Everything in the data except the pictures belongs in your answer, copied exactly.

» Extracted data:
--------------------

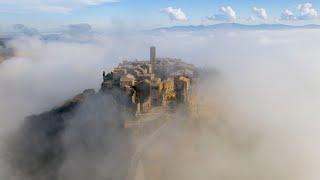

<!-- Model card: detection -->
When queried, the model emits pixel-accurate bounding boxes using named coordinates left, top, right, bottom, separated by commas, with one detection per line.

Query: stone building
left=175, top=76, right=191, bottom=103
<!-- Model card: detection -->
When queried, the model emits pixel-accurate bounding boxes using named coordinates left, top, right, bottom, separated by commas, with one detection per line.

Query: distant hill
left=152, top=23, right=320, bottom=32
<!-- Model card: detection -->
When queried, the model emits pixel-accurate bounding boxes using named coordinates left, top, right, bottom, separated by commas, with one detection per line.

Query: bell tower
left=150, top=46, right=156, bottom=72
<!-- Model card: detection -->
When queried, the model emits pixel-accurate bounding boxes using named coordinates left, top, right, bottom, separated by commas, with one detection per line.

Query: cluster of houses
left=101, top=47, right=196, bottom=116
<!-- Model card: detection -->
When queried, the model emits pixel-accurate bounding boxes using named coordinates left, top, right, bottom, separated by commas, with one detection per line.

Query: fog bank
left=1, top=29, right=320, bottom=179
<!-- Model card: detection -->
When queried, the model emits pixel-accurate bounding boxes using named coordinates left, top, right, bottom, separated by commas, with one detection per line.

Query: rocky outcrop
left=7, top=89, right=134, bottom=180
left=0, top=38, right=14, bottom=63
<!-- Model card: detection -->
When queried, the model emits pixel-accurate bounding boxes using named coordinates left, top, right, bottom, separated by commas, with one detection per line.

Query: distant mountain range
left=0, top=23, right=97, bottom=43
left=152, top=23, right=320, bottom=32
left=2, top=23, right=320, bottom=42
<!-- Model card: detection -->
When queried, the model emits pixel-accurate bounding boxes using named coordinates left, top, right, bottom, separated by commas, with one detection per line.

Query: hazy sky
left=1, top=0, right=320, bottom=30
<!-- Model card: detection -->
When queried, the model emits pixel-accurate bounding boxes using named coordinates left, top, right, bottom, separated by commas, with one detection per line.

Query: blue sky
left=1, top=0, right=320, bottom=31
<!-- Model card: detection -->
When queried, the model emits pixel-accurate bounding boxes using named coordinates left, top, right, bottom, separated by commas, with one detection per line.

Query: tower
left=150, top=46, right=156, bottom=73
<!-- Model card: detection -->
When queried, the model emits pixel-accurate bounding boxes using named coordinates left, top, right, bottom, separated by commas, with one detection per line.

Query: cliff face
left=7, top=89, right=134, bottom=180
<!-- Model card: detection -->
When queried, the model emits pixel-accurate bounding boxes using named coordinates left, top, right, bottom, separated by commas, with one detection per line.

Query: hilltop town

--------------------

» The answer:
<!-- Model card: detection -->
When queried, the model emits pixel-accurate bounding boxes using named coordinates left, top, right, bottom, separated by commas, with one detection per line.

Query: stone building
left=175, top=76, right=191, bottom=103
<!-- Model card: detection -->
When queried, the model emits pixel-accurate bounding boxes using named coordinates left, top, right, bottom, separated by commas, with one detection per line.

Query: distant hill
left=152, top=23, right=320, bottom=32
<!-- Model card: detection -->
When queried, the model emits pixel-accurate bounding boxes using named coordinates left, top, right, bottom, separated by commas, with one detection per line.

Query: bell tower
left=150, top=46, right=156, bottom=72
<!-- Model card: detection -->
When queried, the model emits pixel-accurate bounding boxes using named coordinates left, top, right, bottom, separated by commas, with one detection per line.

Query: cluster of houses
left=101, top=47, right=196, bottom=116
<!-- Model card: detection -->
When queried, the model emits pixel-accurate bounding boxes using named coordinates left, top, right, bottom, separated by commas, with one detection per line.

Query: fog bank
left=1, top=29, right=320, bottom=179
<!-- Model card: detection -->
When queried, the model emits pixel-accurate bounding boxes using named coordinates left, top, right, bottom, separated by commas, with one detection per line.

Query: rocky outcrop
left=7, top=89, right=134, bottom=180
left=0, top=38, right=14, bottom=63
<!-- Model card: detection -->
When queried, the model emits pixel-accurate bounding boxes using named coordinates left, top, right, bottom, separated by commas, with one detection per line.

Query: distant mountain range
left=0, top=23, right=97, bottom=43
left=152, top=23, right=320, bottom=32
left=2, top=23, right=320, bottom=42
<!-- Model card: detection -->
When queried, the model emits pixel-accurate bounding boxes using named coordinates left, top, right, bottom, separated by commas, with one detection per line.

Query: hazy sky
left=1, top=0, right=320, bottom=30
<!-- Model card: detection -->
When queried, the model emits pixel-accurate bounding boxes using named coordinates left, top, right, bottom, separated by commas, with one detection per line.

Query: blue sky
left=1, top=0, right=320, bottom=31
<!-- Model card: detection -->
When queried, the model emits pixel-accurate bounding boxes using named coordinates left, top, right, bottom, separated by commas, with one detection per line.

Query: tower
left=150, top=46, right=156, bottom=73
<!-- Model card: detection -->
When queried, the model emits pixel-accurate bounding boxes using named coordinates left, top, right, bottom, separated by commas, with one detection per line.

Query: cliff face
left=7, top=89, right=134, bottom=180
<!-- Model card: detection -->
When queried, the model emits pixel-accurate bounding boxes using named coordinates left, top, right, bottom, separated by commas, with one detection per line.

Query: hilltop town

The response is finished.